[What this exercise asks]
a) Print the part of the article on drug store chains that opens with the words containing "This year is" and closes with "U.S. economy—is weakening.".
b) According to the article on drug store chains, roughly what share of the public views drug prices as unreasonable?
c) Pick up the article on drug store chains after its final sentence and keep writing it.

This year is shaping up to be an uncertain time, and consumer behaviors will change one way or the other. While consumer confidence has proven to be quite resilient amid a slew of bad economic news, the latest data demonstrates that consumer spending—the engine of the U.S. economy—is weakening.
That should be a flashing red light for almost every retailer in the U.S., especially drug store chains because the financial pinch created by their prescription drugs is among consumers’ biggest worries. While the public has seemingly become accustomed to skyrocketing drug prices, approximately 80% view them as unreasonable. And, even though most consumers are pretty savvy and don’t usually blame their pharmacy (first), the fact is that more people are seeking out discounts online, are turning to other forms of assistance or are looking at new models that cut out a retail pharmacy entirely.
These trends present both an opportunity and a challenge for drug store leaders, and what they do over the next year or two may very well define their revenue trajectories for the next decade. This is the time to double down on implementing technologies and strategies that build customer loyalty.

[Records shown]
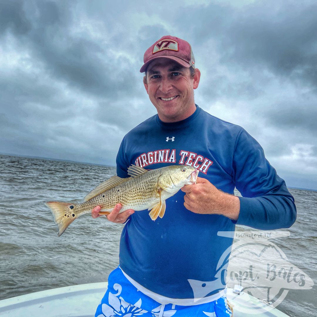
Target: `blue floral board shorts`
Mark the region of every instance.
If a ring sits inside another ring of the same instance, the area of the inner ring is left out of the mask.
[[[190,306],[162,304],[145,295],[131,283],[120,267],[108,278],[108,289],[97,307],[95,317],[230,317],[227,299]]]

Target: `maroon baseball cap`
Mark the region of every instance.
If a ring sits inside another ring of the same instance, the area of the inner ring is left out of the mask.
[[[188,42],[178,37],[166,35],[149,47],[144,53],[144,63],[140,72],[146,71],[150,63],[159,57],[173,60],[185,67],[195,68],[191,47]]]

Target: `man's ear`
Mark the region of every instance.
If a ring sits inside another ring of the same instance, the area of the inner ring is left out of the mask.
[[[145,90],[146,91],[146,92],[147,93],[147,94],[149,94],[149,90],[147,88],[147,82],[146,81],[146,77],[144,76],[143,78],[143,83],[144,85],[144,87],[145,87]]]
[[[195,73],[194,75],[194,89],[196,89],[199,84],[200,80],[200,71],[198,68],[195,68]]]

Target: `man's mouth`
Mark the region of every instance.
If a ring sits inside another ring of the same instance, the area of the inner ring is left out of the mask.
[[[163,100],[163,101],[170,101],[171,100],[172,100],[173,99],[175,99],[178,96],[173,96],[173,97],[169,97],[168,98],[163,98],[163,97],[159,97],[158,99],[161,99],[161,100]]]

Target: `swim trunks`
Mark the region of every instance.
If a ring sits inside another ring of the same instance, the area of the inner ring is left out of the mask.
[[[231,310],[224,295],[212,301],[190,306],[159,302],[138,290],[128,280],[120,267],[110,273],[108,282],[108,289],[97,307],[95,317],[232,316]]]

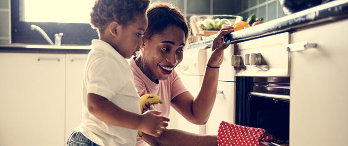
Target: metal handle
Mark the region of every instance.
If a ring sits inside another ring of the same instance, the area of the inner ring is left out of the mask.
[[[60,58],[46,58],[46,57],[40,57],[38,58],[38,61],[60,61]]]
[[[289,44],[287,48],[287,50],[290,52],[295,52],[305,50],[309,48],[316,48],[316,47],[317,44],[310,43],[307,41],[304,41]]]

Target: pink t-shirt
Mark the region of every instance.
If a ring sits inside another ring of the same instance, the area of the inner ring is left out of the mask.
[[[130,68],[134,76],[134,84],[138,92],[145,89],[145,93],[157,95],[164,101],[162,104],[154,105],[155,110],[162,111],[161,115],[168,117],[170,112],[171,100],[178,95],[187,91],[174,70],[166,80],[159,80],[158,84],[154,83],[136,66],[134,59],[131,60]],[[144,146],[146,143],[137,136],[136,146]]]

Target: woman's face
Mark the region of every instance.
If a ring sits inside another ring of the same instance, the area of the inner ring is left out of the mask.
[[[152,80],[165,80],[182,61],[186,41],[182,29],[169,26],[144,41],[142,71]]]

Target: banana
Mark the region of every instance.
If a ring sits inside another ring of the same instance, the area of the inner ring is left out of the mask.
[[[145,101],[147,101],[149,104],[159,103],[162,104],[164,102],[163,100],[159,99],[159,97],[153,94],[146,94],[140,97],[140,112],[143,113],[143,106],[145,105]],[[140,137],[143,136],[143,133],[140,130],[138,130],[138,135]]]

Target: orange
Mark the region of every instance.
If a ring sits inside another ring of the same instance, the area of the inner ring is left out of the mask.
[[[248,23],[248,22],[246,21],[240,21],[239,22],[236,23],[233,25],[233,29],[235,31],[236,31],[237,30],[244,29],[244,27],[249,26],[250,26],[250,25],[249,25],[249,23]]]

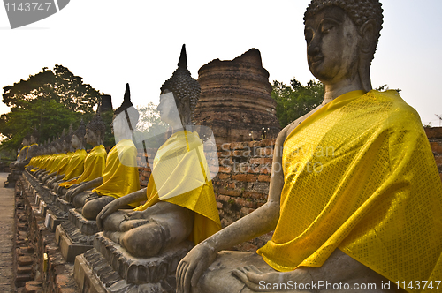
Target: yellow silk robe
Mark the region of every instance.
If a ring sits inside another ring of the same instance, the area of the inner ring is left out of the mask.
[[[19,160],[23,161],[23,160],[26,160],[27,158],[28,148],[29,148],[29,146],[25,146],[20,149],[19,154],[17,154],[17,161],[19,161]]]
[[[202,148],[197,132],[182,131],[167,139],[154,159],[147,188],[148,201],[135,208],[142,211],[164,200],[194,211],[194,229],[189,240],[195,244],[221,229]]]
[[[103,184],[94,189],[97,194],[118,199],[140,189],[137,149],[130,139],[120,140],[109,152],[103,171]],[[137,207],[138,204],[132,206]]]
[[[48,163],[48,166],[46,167],[46,170],[49,171],[50,173],[53,172],[57,165],[61,161],[61,156],[59,154],[52,154],[50,162]]]
[[[66,155],[63,158],[63,161],[60,162],[60,167],[58,168],[58,170],[57,171],[57,175],[62,175],[65,174],[67,170],[67,167],[69,166],[69,161],[71,161],[71,158],[72,157],[74,153],[72,152],[67,152]]]
[[[65,182],[60,185],[69,188],[73,184],[78,184],[82,182],[91,181],[96,179],[103,175],[103,171],[106,167],[107,153],[104,146],[96,146],[90,151],[84,162],[84,171],[78,179],[72,179]]]
[[[71,158],[71,156],[68,155],[67,154],[65,154],[65,153],[58,154],[57,158],[57,164],[55,165],[55,167],[53,168],[53,169],[51,170],[51,172],[58,172],[58,170],[60,169],[60,168],[65,163],[66,163],[67,162],[69,162],[68,160],[70,158]]]
[[[84,149],[77,149],[71,157],[71,160],[69,160],[69,164],[66,168],[66,172],[65,173],[63,180],[70,180],[80,176],[84,170],[85,158],[86,151]]]
[[[282,163],[279,221],[257,252],[273,268],[318,267],[339,248],[392,282],[442,280],[442,183],[396,91],[329,102],[286,138]]]

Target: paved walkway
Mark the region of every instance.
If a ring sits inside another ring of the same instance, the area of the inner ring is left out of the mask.
[[[12,287],[14,235],[14,188],[4,188],[8,173],[0,173],[0,292],[15,292]]]

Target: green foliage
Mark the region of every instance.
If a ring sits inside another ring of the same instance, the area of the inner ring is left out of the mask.
[[[281,127],[309,113],[324,100],[324,85],[310,80],[302,86],[296,79],[290,80],[291,86],[278,80],[271,86],[271,97],[277,102],[277,117]]]
[[[144,140],[144,146],[147,148],[157,148],[164,142],[164,136],[169,125],[161,121],[156,106],[150,101],[147,106],[137,107],[140,113],[134,135],[137,147],[141,147],[138,144],[141,144],[142,140]]]
[[[71,123],[76,129],[81,117],[89,121],[99,99],[97,90],[62,65],[55,65],[53,71],[43,68],[27,80],[4,86],[3,102],[11,112],[0,116],[0,134],[6,137],[0,147],[19,148],[35,126],[39,142],[59,136]]]

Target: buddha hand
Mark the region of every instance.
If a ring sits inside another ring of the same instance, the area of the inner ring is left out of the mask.
[[[177,293],[189,293],[204,271],[217,259],[217,252],[205,241],[194,247],[177,268]]]

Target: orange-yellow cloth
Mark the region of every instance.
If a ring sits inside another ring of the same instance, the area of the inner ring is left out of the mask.
[[[199,244],[221,229],[208,173],[203,145],[198,133],[187,131],[174,133],[155,156],[147,188],[148,201],[135,210],[145,210],[163,200],[195,212],[189,240]]]
[[[32,165],[34,169],[31,170],[31,172],[35,172],[40,169],[42,169],[44,162],[46,162],[47,156],[48,156],[47,154],[39,155],[35,159],[35,162],[34,163],[34,165]]]
[[[29,146],[23,146],[19,154],[17,154],[17,161],[23,161],[27,158],[27,149],[29,148]]]
[[[82,182],[91,181],[100,177],[106,167],[107,153],[104,146],[96,146],[90,151],[84,162],[83,174],[78,179],[72,179],[65,182],[60,185],[69,188],[73,184],[78,184]]]
[[[59,168],[57,171],[57,175],[62,175],[65,174],[67,170],[67,167],[69,166],[69,161],[71,161],[71,158],[72,157],[74,153],[72,152],[67,152],[66,155],[63,158],[63,161],[59,164]]]
[[[28,146],[29,147],[27,147],[27,156],[26,156],[26,159],[29,158],[29,154],[29,154],[29,150],[31,150],[31,148],[32,148],[32,146],[38,146],[38,145],[37,145],[37,144],[35,144],[35,143],[34,143],[34,144],[32,144],[32,145]],[[25,159],[25,160],[26,160],[26,159]]]
[[[50,155],[50,157],[51,157],[50,161],[46,167],[46,170],[49,171],[50,173],[52,172],[52,170],[56,168],[56,166],[58,164],[61,159],[59,154],[52,154]]]
[[[97,194],[118,199],[140,189],[137,149],[130,139],[120,140],[109,152],[103,171],[103,184],[94,189]],[[137,207],[138,204],[131,204]]]
[[[282,163],[279,221],[257,252],[271,267],[318,267],[339,248],[400,285],[442,280],[442,183],[396,91],[329,102],[286,138]]]
[[[67,154],[65,153],[58,154],[57,158],[57,164],[55,165],[51,172],[58,172],[63,164],[65,163],[66,161],[69,160],[71,156],[68,155]]]
[[[80,176],[84,170],[85,158],[86,151],[84,149],[77,149],[71,157],[71,160],[69,160],[69,164],[63,180],[70,180],[73,177]]]

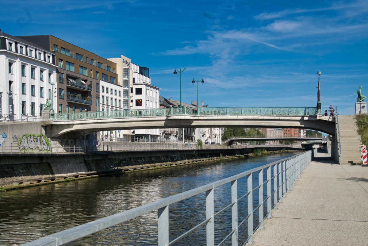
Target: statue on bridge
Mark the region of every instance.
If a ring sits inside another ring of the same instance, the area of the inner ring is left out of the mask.
[[[367,96],[365,96],[362,95],[362,87],[359,87],[359,89],[358,90],[358,100],[357,102],[364,102],[364,99],[367,98]]]
[[[51,110],[51,102],[48,99],[46,99],[46,103],[45,105],[44,110]]]

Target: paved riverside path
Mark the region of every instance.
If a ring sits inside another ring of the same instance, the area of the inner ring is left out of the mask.
[[[255,245],[368,245],[368,167],[316,157],[254,233]]]

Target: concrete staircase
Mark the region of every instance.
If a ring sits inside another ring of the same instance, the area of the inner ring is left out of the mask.
[[[339,115],[342,164],[349,165],[361,161],[360,145],[361,138],[358,133],[355,115]]]

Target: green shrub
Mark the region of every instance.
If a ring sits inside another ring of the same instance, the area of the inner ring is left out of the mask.
[[[368,144],[368,115],[356,115],[355,119],[358,126],[358,133],[361,137],[362,143],[366,145]]]

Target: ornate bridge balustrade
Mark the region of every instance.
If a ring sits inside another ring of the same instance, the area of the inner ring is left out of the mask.
[[[141,117],[176,115],[195,115],[191,108],[171,108],[134,110],[97,111],[84,113],[56,113],[53,118],[56,120]],[[199,109],[199,115],[315,115],[316,108],[206,108]]]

[Answer section]
a)
This year is shaping up to be an uncertain time, and consumer behaviors will change one way or the other. While consumer confidence has proven to be quite resilient amid a slew of bad economic news, the latest data demonstrates that consumer spending—the engine of the U.S. economy—is weakening.

b) Approximately 80%

c)
While the ways different consumer segments change spending habits vary during downturns, researchers who looked at the 2008 recession noted that pretty much everyone altered their behavior in some way by prioritizing their purchases and assessing options.
When consumers are forced to do that, it means they are likely experimenting with new stores or are going to a higher number of stores to get specific deals on specific products. Herein lies both the opportunity and the challenge. You’re either defending your customer base or have an opportunity to peel off market share from a competitor.
For drug stores, this phenomenon can be even more acute because they have a good that is, for the most part, considered a necessity and is generally accepted to be expensive. With more than 60% of the U.S. having at least one prescription, a majority of American consumers must make a decision on which pharmacy they use and will increasingly scrutinize the brands they frequent while their wallets are thinner. It’s not like some store categories where a customer may shop less frequently or suspend their activity for a period, but are eager to return to their preferred brand when things lighten.
The modern pharmacy experience is defined by digital transformation. For the past decade, industry leaders were already aggressively spending on digital tools, marketplaces and access points that both improve the consumer experience and help the pharmacy staff better serve customers. However, with the economy facing its toughest test in nearly 15 years, not only will their investments be put to their own test, but the smartest ones will see this period as the time to experiment with even more programs.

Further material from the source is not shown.